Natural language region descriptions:
────

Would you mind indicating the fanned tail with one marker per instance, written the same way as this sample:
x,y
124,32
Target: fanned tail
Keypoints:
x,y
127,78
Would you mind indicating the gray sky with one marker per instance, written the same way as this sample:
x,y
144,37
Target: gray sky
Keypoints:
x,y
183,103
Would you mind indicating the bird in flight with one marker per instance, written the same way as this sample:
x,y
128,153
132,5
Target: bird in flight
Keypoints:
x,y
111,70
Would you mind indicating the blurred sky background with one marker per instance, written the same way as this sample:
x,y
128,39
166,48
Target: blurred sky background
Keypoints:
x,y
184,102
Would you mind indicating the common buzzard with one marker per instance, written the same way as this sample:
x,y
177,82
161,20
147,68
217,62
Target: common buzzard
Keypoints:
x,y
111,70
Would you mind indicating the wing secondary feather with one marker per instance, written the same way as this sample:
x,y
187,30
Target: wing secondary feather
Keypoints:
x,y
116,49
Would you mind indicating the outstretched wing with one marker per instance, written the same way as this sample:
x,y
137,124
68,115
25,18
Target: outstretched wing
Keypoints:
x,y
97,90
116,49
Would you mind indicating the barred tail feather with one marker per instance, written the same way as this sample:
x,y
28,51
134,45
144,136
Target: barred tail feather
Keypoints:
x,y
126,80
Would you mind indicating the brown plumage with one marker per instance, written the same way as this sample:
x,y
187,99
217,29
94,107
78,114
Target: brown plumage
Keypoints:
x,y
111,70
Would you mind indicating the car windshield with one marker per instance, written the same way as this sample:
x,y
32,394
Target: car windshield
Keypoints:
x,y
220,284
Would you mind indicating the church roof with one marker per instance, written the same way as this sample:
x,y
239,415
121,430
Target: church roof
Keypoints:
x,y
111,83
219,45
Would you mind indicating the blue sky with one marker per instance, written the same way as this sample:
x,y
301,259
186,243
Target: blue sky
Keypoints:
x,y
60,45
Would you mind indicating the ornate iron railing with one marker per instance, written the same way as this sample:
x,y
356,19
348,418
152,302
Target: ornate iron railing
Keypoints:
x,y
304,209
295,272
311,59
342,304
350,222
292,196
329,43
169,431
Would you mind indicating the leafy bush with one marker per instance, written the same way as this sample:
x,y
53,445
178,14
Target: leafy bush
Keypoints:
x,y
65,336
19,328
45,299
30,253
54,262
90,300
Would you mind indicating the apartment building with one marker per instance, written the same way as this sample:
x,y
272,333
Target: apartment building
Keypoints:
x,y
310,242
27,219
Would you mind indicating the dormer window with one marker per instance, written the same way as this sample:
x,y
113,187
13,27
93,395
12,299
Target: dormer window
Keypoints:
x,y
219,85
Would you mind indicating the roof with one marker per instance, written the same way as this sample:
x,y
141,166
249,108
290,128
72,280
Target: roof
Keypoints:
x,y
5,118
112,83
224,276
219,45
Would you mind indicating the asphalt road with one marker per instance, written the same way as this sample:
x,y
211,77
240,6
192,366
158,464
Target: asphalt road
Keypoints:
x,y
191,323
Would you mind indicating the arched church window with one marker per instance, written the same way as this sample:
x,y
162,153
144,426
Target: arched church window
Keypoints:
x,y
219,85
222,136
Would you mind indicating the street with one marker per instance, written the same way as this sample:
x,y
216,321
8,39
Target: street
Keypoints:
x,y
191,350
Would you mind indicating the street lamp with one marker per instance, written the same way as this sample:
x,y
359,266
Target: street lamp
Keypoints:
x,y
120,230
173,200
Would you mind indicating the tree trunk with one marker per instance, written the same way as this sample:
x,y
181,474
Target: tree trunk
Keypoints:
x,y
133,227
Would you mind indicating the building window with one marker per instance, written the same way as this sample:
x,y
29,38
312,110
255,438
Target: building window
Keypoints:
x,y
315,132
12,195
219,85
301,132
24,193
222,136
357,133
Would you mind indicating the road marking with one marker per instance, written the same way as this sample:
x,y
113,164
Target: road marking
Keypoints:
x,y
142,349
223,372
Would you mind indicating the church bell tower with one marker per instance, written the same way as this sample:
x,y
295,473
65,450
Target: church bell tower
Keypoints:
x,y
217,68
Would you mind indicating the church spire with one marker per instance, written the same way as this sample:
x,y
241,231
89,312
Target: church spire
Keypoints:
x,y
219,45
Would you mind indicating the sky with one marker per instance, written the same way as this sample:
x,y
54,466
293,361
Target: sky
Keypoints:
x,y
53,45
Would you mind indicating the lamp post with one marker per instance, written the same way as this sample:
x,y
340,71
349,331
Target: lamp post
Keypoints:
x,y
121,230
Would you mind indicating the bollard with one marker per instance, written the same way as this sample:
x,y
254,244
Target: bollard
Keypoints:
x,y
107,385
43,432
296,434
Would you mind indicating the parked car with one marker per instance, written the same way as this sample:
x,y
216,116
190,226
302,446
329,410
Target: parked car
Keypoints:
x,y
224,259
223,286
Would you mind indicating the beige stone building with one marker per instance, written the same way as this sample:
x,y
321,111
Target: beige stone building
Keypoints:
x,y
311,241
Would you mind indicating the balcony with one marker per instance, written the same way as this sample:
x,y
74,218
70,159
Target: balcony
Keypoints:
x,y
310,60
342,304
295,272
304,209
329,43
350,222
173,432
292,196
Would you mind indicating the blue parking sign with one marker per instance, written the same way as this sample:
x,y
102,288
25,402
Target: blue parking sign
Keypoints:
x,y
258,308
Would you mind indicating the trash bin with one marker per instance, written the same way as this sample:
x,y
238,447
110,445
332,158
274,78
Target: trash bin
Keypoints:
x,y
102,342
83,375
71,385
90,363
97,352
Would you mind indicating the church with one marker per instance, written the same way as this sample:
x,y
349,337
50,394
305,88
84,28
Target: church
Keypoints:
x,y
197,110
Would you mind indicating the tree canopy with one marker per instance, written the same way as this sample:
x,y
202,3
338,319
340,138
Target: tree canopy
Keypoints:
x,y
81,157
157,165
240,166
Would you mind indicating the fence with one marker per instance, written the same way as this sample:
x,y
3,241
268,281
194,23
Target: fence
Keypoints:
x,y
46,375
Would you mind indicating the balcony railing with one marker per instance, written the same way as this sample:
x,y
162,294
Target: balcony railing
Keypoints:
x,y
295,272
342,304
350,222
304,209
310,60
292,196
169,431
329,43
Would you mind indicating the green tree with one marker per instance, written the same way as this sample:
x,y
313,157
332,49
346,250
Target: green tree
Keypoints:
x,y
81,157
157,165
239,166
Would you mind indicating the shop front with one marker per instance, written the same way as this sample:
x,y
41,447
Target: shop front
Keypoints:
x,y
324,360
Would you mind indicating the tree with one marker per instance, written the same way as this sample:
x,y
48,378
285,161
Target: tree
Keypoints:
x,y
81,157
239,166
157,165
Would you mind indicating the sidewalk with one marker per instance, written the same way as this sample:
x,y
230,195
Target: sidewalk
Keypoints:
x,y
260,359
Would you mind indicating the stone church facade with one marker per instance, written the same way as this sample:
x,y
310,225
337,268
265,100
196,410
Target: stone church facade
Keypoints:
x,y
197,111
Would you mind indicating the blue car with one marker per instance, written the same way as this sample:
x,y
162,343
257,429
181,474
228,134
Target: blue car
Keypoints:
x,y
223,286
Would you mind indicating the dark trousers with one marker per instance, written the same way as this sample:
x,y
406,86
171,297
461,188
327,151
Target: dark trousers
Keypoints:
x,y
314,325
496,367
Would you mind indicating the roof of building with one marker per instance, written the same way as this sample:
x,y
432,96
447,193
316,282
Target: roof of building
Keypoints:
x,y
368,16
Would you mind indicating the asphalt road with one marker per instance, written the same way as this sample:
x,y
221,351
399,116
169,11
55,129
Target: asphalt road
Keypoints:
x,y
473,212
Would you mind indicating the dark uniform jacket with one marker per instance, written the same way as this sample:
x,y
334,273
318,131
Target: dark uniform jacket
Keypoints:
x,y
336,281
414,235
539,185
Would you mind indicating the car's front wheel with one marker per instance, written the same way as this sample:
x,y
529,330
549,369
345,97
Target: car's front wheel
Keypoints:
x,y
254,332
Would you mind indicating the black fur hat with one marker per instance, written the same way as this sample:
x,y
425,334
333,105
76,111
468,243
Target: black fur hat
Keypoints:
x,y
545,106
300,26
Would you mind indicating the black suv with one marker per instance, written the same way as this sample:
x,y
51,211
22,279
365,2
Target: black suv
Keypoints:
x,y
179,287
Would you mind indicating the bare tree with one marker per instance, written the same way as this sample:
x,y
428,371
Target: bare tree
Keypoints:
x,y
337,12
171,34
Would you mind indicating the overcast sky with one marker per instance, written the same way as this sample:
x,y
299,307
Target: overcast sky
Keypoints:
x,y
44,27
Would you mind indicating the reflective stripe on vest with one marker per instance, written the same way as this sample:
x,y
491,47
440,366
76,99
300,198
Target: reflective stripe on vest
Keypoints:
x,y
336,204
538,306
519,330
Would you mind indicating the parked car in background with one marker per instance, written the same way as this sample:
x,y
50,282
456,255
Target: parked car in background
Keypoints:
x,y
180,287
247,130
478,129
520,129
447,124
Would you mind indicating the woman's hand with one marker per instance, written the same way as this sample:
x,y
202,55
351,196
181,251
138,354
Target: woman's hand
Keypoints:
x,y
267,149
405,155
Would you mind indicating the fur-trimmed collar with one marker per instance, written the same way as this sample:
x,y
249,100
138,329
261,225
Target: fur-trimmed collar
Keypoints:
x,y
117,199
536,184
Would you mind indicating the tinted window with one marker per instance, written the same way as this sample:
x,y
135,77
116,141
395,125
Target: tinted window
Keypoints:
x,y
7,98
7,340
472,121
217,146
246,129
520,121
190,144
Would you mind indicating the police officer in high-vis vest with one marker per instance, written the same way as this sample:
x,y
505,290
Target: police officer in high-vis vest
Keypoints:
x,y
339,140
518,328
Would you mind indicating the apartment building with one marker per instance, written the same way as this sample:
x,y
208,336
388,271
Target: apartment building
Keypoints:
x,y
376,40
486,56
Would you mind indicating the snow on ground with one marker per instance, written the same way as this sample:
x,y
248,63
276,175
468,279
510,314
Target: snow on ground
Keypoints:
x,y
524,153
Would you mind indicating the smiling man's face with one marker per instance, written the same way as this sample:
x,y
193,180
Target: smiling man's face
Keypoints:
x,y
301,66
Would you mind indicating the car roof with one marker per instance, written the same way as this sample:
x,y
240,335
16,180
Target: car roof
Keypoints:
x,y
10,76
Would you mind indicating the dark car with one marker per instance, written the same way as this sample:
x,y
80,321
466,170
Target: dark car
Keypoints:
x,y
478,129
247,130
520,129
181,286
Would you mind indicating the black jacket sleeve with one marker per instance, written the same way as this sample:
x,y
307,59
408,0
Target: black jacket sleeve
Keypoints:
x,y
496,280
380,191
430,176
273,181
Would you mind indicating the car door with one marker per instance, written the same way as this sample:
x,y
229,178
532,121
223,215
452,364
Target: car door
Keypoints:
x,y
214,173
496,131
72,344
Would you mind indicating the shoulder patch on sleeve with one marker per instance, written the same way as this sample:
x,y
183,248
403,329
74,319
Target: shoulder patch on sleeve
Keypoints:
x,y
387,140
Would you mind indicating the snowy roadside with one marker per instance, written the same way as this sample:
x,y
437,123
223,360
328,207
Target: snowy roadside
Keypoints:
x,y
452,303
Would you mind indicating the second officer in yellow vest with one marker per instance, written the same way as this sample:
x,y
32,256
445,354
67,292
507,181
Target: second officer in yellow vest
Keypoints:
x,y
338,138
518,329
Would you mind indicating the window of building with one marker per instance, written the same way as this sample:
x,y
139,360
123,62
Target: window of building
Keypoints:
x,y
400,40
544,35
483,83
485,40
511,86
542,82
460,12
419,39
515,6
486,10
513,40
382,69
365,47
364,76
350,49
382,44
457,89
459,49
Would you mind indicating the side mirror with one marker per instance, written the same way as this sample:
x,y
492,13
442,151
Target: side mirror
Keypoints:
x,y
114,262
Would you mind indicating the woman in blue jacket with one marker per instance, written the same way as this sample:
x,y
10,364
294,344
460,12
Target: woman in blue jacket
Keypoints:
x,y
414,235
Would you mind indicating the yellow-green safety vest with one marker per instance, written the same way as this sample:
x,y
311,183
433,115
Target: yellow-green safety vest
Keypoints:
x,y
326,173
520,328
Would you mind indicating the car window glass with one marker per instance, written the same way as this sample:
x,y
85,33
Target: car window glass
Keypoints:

────

> _WORK ORDER_
Scan the data for lines containing "front" and copy all of them.

> _RESPONSE AREA_
Would you mind indicating the shop front with one marker per instance, written the same way as this sample:
Target: shop front
Would you mind indicating the car's front wheel with one marker per instance, written the same way as this sample:
Target: car's front wheel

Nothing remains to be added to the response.